**WORK INSTRUCTIONS:**
Please reproduce the records below verbatim, beginning at the line that contains "find stone masonry" and continuing through the last line of the records.

**Excerpts of location labeling records:**
_ _ _ _ _ _ _
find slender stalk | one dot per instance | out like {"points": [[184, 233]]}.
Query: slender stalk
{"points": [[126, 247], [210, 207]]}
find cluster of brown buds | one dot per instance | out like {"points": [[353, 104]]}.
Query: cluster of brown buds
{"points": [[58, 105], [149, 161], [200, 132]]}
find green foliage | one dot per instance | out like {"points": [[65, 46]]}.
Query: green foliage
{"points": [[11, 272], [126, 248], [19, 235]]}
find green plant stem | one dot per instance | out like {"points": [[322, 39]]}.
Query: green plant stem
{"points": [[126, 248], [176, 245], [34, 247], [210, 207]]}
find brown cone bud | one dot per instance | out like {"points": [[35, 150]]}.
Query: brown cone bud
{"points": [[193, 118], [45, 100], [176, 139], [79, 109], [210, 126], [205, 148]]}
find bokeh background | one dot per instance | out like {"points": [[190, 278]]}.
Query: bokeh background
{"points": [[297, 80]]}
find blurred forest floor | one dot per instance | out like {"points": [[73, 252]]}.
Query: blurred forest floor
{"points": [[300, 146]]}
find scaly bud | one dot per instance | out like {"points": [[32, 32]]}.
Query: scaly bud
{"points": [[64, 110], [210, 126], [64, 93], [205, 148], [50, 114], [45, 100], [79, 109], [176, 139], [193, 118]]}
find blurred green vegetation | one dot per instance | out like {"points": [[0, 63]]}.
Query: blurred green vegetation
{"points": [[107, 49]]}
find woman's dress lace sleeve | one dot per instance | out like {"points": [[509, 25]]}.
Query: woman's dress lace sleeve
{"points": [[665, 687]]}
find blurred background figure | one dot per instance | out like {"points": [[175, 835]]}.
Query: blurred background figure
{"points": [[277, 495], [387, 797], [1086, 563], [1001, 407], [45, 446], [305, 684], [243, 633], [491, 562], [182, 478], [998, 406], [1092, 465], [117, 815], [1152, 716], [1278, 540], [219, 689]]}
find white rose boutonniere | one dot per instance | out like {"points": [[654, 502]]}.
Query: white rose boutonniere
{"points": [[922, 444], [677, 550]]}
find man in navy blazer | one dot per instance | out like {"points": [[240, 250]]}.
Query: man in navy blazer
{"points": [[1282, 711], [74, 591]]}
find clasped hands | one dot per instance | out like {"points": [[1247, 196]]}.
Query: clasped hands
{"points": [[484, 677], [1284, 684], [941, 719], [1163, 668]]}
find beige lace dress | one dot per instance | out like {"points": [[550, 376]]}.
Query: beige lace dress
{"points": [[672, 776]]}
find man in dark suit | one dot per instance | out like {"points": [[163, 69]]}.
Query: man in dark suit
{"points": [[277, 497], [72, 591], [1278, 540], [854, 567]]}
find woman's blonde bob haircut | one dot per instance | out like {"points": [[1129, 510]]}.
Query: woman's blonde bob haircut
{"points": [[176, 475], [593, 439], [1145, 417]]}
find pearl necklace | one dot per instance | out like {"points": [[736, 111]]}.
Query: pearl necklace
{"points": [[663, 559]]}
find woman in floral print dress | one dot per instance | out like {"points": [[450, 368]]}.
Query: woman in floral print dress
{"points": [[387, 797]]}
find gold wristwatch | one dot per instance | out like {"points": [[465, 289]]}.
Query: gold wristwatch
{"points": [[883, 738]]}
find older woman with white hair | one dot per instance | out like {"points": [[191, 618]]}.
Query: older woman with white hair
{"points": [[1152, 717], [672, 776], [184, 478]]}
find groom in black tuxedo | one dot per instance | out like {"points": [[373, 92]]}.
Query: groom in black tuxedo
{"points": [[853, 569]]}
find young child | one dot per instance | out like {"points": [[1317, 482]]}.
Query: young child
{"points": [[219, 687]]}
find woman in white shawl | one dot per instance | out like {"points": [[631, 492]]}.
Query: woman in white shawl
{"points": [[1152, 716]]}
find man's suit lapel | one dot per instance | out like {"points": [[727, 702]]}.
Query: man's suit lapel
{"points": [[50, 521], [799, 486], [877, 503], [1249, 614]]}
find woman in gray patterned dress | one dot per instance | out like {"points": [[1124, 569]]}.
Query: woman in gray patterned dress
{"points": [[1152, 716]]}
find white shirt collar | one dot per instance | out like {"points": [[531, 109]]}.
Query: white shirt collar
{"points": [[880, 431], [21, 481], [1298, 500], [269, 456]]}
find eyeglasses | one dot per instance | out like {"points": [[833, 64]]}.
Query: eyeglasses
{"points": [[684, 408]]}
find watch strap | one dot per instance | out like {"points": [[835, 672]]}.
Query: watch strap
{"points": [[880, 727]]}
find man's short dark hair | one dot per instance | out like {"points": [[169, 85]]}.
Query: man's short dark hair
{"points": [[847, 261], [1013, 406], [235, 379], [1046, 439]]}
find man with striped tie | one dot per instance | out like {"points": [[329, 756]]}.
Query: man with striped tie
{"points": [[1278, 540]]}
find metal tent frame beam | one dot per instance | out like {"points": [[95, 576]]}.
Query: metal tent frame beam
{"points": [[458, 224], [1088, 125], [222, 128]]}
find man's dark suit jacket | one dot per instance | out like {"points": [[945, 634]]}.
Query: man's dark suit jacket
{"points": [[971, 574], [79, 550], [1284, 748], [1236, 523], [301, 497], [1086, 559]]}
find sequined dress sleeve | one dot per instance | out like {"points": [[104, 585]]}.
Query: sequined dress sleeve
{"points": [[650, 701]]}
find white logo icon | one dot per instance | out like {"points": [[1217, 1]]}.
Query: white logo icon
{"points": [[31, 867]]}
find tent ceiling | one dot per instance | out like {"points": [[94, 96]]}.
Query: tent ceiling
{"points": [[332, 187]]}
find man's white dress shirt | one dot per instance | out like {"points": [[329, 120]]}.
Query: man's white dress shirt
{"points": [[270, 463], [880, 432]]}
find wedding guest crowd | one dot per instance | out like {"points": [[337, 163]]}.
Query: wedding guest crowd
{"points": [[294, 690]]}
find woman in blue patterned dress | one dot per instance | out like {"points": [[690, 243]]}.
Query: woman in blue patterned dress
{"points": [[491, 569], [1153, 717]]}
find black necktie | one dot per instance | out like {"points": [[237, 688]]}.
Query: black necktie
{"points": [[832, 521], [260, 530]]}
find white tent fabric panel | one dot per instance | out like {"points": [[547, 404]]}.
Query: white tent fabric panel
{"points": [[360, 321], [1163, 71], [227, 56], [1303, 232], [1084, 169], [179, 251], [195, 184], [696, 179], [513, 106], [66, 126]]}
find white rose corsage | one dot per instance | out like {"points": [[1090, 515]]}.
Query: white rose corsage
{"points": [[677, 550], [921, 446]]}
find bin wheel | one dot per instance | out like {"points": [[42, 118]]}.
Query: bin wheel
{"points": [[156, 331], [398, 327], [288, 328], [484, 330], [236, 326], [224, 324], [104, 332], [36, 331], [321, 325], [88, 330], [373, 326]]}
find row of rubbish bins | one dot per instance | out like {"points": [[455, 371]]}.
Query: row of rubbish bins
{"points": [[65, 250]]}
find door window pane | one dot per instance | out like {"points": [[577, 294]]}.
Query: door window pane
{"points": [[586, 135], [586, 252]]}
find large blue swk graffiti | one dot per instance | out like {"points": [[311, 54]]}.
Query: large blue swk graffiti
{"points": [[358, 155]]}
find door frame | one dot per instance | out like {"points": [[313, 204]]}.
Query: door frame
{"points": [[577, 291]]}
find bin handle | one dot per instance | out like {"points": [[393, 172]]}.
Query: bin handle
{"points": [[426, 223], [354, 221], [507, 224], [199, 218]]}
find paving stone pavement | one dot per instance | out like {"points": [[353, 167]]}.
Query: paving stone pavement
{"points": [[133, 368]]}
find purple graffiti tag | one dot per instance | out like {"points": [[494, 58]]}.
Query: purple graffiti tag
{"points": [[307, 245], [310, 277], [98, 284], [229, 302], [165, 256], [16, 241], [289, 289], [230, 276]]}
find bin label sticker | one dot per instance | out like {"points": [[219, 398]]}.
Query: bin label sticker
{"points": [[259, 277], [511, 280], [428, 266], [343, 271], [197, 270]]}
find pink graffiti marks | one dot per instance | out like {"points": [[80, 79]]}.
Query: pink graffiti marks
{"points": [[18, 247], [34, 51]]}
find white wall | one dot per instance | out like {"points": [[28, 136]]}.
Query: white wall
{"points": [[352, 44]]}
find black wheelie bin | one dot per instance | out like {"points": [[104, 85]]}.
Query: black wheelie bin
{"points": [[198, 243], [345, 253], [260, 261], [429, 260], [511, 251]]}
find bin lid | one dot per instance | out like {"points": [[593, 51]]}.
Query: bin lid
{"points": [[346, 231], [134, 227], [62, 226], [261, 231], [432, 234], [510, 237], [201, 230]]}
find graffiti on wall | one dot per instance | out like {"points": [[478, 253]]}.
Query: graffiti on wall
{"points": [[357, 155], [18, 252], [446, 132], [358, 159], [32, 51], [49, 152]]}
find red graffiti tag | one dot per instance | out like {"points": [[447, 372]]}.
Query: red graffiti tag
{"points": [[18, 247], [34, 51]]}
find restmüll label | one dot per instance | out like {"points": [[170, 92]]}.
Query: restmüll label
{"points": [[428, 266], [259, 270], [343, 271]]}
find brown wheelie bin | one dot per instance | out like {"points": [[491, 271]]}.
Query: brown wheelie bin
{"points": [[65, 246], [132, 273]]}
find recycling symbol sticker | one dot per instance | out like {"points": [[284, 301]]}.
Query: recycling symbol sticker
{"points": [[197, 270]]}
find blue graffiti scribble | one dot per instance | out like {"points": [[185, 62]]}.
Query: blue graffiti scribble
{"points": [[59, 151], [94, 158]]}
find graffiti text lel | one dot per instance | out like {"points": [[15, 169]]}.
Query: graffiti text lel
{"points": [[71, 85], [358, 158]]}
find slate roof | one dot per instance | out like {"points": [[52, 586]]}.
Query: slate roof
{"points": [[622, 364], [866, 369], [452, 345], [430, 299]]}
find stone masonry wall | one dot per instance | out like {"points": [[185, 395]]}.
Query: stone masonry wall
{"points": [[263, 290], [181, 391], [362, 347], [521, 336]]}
_ _ _ _ _ _ _
**COMPLETE RESPONSE:**
find stone masonry wall | one dot per instance | out like {"points": [[185, 395]]}.
Query: stone masonry wall
{"points": [[263, 290], [181, 391], [362, 347], [521, 336]]}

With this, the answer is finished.